---- Page
Similar to the previous comment, the authors need to also state if the
force fields with which comparisons are being made were optimized using
the same training sets.

Information on the number of iterations/timing of the parameter
optimization itself need to be presented. This should include the
computer resources being used.

In the manuscript the authors comment about the need for far fewer
parameters due to the use of chemical perception-based atom types
versus the example of OPLS3e presented in the conclusion. However,
this will come at a significant decrease in accuracy over a large
number of molecules, including larger drug-like molecules versus the
small molecules included in the present study. This needs to be noted
in the concluding section.

A final issue that needs to be addressed is the overall limitation
associated with available experimental data as required to perform the
optimization of a wider range of molecules/atoms. For example, for the
additional 20 SMIRKS types (including S,P,I,F) is there available
experimental data to apply the same optimization approach.


Reviewer 2

The manuscript “A transferable double exponential potential for condensed phase simulations of small molecules” is a welcome contribution to the simulation community. It is also critically important to a larger audience as the ubiquity of simulation used to support experimental data without much care as to whether the underlying molecular model is a robust physical representation of the system of interest. Simulated properties that agree or support a hypothesis are often presented without careful scrutiny of potential insufficiencies (pun intended).
--------
---- Supplied records
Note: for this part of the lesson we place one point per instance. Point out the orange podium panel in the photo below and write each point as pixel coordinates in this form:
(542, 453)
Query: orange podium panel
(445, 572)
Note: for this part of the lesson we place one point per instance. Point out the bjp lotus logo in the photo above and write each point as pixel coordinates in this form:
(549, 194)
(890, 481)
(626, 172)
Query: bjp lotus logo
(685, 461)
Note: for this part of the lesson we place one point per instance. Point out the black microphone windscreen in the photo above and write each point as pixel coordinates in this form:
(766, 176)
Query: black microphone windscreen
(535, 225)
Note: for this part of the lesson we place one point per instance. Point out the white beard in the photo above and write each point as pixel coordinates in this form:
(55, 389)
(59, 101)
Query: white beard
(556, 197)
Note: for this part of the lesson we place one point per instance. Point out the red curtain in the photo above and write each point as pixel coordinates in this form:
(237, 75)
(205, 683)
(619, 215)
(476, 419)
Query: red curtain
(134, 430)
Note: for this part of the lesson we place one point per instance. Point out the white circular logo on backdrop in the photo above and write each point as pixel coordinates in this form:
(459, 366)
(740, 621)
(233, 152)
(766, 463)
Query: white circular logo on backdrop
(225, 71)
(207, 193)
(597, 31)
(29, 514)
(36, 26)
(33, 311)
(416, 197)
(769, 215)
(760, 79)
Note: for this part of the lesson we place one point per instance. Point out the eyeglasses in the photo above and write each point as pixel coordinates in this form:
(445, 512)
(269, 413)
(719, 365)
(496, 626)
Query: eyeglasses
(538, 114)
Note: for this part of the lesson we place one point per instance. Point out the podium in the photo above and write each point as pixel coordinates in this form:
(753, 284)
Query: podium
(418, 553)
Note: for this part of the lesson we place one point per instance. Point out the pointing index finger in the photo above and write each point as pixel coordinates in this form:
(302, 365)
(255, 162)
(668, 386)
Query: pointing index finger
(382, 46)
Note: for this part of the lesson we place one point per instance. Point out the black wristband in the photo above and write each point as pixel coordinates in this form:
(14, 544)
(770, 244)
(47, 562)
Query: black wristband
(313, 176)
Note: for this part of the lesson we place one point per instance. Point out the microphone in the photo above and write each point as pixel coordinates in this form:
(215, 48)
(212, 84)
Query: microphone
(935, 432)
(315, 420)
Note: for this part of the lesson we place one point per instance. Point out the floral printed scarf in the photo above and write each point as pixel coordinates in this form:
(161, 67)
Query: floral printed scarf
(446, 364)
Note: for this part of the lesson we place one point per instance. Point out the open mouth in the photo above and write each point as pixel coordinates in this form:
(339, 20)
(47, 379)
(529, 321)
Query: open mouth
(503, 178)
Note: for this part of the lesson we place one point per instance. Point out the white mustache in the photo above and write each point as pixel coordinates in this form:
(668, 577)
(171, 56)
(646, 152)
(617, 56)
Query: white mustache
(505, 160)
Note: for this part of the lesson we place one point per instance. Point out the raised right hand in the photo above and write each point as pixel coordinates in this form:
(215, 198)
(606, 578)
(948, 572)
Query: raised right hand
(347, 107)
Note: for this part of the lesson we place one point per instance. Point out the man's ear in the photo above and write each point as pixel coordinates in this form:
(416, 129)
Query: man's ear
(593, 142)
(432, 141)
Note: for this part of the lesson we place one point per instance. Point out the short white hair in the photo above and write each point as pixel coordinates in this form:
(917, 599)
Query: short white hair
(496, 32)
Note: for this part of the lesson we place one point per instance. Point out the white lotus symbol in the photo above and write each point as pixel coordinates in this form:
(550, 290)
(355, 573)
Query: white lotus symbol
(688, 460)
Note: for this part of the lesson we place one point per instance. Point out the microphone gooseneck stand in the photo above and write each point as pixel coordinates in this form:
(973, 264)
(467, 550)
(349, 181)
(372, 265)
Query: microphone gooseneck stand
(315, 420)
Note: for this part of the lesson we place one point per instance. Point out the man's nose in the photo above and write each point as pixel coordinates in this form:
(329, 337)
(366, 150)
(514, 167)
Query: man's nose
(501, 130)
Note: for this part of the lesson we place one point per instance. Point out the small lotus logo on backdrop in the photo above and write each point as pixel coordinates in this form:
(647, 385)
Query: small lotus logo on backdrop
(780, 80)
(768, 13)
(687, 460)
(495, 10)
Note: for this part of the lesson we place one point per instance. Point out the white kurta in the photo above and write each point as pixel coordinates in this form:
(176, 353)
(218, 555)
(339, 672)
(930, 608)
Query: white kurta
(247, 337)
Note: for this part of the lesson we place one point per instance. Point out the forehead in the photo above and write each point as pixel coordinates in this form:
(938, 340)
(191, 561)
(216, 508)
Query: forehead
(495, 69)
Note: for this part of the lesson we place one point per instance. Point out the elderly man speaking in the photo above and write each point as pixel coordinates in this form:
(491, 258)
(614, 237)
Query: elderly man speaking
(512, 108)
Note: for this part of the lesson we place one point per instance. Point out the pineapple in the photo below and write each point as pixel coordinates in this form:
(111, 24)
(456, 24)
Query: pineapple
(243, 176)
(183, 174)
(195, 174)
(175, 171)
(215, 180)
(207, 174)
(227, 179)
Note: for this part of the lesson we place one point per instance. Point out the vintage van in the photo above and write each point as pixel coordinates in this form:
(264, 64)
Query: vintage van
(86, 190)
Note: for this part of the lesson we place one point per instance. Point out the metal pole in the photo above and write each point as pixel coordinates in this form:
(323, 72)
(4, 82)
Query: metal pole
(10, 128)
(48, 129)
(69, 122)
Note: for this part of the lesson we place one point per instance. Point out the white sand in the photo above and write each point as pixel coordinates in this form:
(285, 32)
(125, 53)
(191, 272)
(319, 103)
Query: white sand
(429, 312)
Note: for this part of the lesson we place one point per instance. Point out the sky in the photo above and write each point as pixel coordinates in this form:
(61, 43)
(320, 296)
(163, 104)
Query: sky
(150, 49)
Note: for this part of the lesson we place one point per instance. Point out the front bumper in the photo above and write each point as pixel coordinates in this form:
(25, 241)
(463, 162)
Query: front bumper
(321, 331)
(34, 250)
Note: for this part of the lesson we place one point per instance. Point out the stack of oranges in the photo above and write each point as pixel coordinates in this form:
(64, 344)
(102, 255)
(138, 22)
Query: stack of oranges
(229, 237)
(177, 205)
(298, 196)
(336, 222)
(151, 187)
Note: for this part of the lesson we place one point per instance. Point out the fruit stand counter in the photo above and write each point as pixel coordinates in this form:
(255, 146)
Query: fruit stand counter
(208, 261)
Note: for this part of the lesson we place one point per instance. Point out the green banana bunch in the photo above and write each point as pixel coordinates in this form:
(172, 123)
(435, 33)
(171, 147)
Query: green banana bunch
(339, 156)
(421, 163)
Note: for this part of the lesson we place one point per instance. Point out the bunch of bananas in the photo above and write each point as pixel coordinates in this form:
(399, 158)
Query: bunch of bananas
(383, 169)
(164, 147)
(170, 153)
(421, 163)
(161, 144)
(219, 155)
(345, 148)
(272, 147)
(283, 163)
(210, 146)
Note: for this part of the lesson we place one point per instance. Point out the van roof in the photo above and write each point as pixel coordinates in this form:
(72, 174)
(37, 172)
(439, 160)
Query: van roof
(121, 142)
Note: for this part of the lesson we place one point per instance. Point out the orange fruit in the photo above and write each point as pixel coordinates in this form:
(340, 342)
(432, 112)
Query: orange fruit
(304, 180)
--------
> [Written tasks]
1. Do these statements agree with the review? (a) The reviewer wants the computer resources used in the parameter optimization reported. (b) The reviewer expects chemical perception-based atom types to improve accuracy for larger drug-like molecules. (c) The additional SMIRKS types mentioned number 20. Answer yes or no for each, quoting the deciding words.
2. Copy the review word for word, starting at "Similar to the" and ending at "resources being used.".
The data stand apart from the review.

> [Outputs in order]
1.
(a) Yes: "This should include the computer resources being used."
(b) No: "this will come at a significant decrease in accuracy over a large number of molecules, including larger drug-like molecules"
(c) Yes: "the additional 20 SMIRKS types (including S,P,I,F)"

2.
Similar to the previous comment, the authors need to also state if the
force fields with which comparisons are being made were optimized using
the same training sets.

Information on the number of iterations/timing of the parameter
optimization itself need to be presented. This should include the
computer resources being used.